* DOCUMENT PASSAGE *

=== Section Start ===

National Inflation and Interest Rates. The monthly inflation data released by U.S. Bureau of Labor Statistics on October 18th reported 38% increase in Annual Inflation in September. The annual inflation rate was 1.06% in August and increased 37.7% to 1.46% in September as a result of the Consumer Price Index (CPI-U) increasing from 240.854 to 241.428. As per Current Population Survey (CPS), From September 2015 to September 2016, the Consumer Price Index for All Urban Consumers (CPI-U) increased by 1.5 percent (on a seasonally adjusted basis). The Federal Reserve left the target range for its federal funds rate unchanged at 0.25 percent to 0.5 percent for the seventh time during its November 2016 meeting on November 2nd stated that The Federal Reserve remains on track to hike rates in December .

=== Section End ===

* TASK SET *
• A. Translate this sentence from the passage on inflation and interest rates into Spanish: "The annual inflation rate was 1.06% in August and increased 37.7% to 1.46% in September as a result of the Consumer Price Index (CPI-U) increasing from 240.854 to 241.428."
• B. Carry the passage on inflation and interest rates forward from its final sentence.
The records have no connection to the passage on inflation and interest rates.

[Natural-language object grounding data]

=== Section Start ===

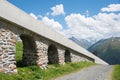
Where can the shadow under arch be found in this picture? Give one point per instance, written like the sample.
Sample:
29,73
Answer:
29,55
53,54
67,56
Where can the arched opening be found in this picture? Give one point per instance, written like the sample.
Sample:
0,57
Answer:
67,56
28,55
52,55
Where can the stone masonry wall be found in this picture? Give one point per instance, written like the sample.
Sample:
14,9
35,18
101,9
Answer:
7,51
35,49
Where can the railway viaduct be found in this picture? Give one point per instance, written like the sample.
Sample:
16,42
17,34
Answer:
41,44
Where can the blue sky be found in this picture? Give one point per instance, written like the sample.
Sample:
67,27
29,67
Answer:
84,19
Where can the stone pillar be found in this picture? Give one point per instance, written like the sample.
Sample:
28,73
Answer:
42,50
7,51
61,53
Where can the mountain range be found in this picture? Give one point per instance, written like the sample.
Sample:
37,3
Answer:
107,49
82,42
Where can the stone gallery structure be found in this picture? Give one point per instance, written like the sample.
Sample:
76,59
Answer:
41,44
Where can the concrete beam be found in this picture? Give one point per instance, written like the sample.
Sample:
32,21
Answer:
13,14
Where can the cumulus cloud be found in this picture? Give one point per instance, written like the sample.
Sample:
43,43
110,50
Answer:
100,26
111,8
33,15
58,10
52,23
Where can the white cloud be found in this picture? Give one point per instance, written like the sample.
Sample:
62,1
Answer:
52,23
111,8
57,10
99,26
33,15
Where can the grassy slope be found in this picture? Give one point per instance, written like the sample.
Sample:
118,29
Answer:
35,73
116,72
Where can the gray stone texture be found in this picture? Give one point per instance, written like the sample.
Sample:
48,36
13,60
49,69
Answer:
37,50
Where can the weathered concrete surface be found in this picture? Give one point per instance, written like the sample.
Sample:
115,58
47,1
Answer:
19,17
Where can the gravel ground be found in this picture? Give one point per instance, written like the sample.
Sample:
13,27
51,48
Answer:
98,72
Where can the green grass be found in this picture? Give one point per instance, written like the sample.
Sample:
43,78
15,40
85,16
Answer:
35,73
116,72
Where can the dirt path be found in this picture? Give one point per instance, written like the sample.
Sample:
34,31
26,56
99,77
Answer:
98,72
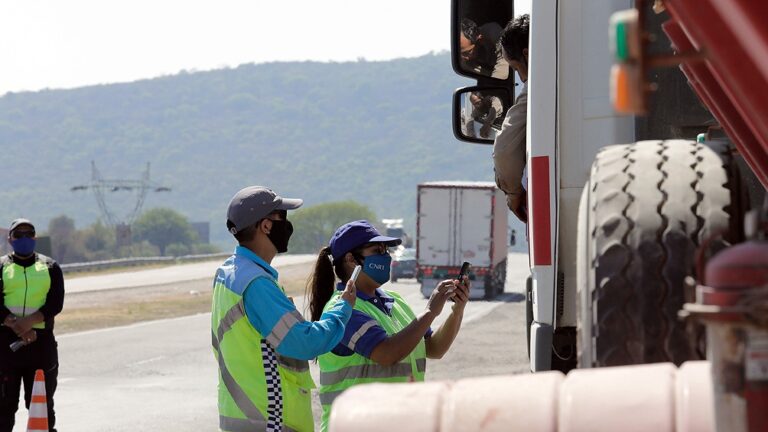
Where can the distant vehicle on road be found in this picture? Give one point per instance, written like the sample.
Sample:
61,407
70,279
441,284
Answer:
403,264
462,221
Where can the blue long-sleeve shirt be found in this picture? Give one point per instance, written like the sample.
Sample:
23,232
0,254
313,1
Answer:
265,305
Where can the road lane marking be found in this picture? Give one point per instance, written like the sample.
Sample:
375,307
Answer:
141,362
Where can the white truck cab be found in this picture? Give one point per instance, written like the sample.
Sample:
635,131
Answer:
605,212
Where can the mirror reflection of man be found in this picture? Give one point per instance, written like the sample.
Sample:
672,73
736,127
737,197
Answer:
486,109
479,49
509,147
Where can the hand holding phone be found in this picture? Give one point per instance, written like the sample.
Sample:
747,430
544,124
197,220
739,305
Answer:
464,271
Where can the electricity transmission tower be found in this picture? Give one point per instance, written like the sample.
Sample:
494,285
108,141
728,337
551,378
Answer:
102,187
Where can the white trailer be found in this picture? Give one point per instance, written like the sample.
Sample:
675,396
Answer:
462,221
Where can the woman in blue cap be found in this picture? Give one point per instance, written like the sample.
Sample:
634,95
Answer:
384,341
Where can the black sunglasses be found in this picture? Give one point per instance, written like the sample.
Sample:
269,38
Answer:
22,234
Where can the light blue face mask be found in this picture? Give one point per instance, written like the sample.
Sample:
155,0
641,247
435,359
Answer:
377,267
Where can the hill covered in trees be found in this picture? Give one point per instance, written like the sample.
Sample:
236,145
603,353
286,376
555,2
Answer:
362,131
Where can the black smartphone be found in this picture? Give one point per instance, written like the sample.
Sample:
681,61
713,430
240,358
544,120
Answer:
464,271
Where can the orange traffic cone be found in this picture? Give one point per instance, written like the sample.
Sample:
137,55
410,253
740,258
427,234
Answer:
38,406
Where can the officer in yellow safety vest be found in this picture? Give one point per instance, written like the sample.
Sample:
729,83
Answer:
261,342
32,293
385,341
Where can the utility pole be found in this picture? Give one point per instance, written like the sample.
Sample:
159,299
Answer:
102,189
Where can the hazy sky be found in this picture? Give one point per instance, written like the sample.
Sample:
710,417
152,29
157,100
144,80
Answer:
71,43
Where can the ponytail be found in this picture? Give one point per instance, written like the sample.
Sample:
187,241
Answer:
321,285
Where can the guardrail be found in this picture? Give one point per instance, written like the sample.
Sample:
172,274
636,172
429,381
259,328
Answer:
129,262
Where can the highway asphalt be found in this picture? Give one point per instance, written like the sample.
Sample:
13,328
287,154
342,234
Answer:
161,375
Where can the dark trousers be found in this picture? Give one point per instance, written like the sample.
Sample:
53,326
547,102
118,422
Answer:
19,367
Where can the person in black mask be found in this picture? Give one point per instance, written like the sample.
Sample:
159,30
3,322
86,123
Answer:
31,294
261,342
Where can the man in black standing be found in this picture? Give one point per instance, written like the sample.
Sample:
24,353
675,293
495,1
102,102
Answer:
31,294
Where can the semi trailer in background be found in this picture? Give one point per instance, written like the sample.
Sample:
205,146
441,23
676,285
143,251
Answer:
462,221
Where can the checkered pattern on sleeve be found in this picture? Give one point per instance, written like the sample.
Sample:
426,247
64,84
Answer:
274,391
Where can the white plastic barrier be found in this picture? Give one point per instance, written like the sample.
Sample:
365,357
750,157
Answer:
657,397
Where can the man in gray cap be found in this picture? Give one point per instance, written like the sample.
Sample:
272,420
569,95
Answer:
261,342
31,294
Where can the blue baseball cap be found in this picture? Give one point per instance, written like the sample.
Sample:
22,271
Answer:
355,234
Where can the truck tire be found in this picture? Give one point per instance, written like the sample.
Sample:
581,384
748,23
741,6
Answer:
650,205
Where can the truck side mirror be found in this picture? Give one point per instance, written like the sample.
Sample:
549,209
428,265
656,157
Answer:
476,26
478,113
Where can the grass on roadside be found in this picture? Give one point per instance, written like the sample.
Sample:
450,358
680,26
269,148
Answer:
161,306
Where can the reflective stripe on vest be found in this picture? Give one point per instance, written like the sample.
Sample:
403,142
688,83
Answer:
359,333
238,395
25,289
370,370
338,373
283,326
241,425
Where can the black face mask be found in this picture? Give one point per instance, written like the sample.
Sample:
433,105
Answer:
280,234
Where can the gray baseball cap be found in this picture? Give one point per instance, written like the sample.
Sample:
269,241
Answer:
251,204
18,222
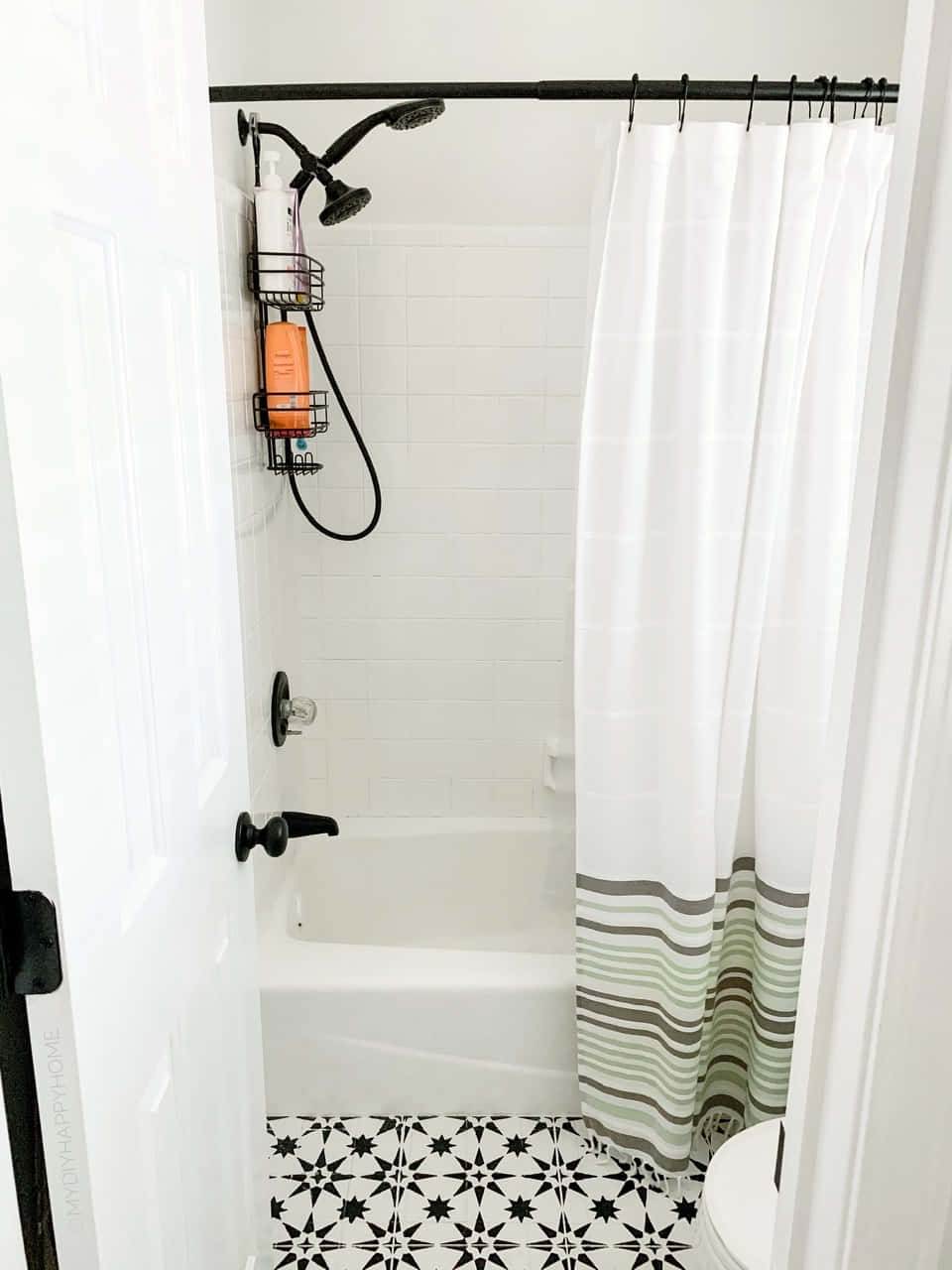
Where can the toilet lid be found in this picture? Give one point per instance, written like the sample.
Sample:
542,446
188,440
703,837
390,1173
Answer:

=== Section End ===

* YOUR WRITTEN ANSWERS *
• A. La tasa de inflación anual fue del 1,06 % en agosto y aumentó un 37,7 % hasta el 1,46 % en septiembre como resultado del aumento del Índice de Precios al Consumidor (CPI-U) de 240,854 a 241,428.

• B.
Employment. In September, total nonfarm employment in Wisconsin decreased by 10,500 and Minnesota increased by 1,900. When Minnesota lost 3800 jobs in Education and Health Services, Wisconsin gained 400 jobs in same sector. Employment in this sector of Wisconsin seems to be increasing at a decreasing rate. Wisconsin recorded job loss nearly in all sectors. In Minnesota when most significant job increment is recorded in Professional and Business services (10,500), Trade, Transportation and Utilities, Leisure and hospitality and Education & Health Services sector of Minnesota lost jobs. Manufacturing sector and Government sector gained 700 and 1100 jobs in Minnesota. At the same time Wisconsin lost 100 jobs in manufacturing, 1,100 jobs in finance, 2000 in government, 400 in information and 4000 in leisure and hospitality. The BLS reported that the unemployment rate for Minneapolis decreased by .3 percent in September 2016 to 3.3%. The unemployment rate changed a little in both the states, 4.1% in Wisconsin, and 4% in Minnesota.

Housing Market. The Wisconsin REALTORS® Association reported that Wisconsin housing market could set a record high this year. As per WRA analysis September sales were up 6.9 percent over September 2015, and median prices increased 7.9 percent over that same period to $167,450. Through the first nine months of 2016, home sales were up 5 percent and median prices rose 4.8 percent to $165,000 over the first nine months of 2015.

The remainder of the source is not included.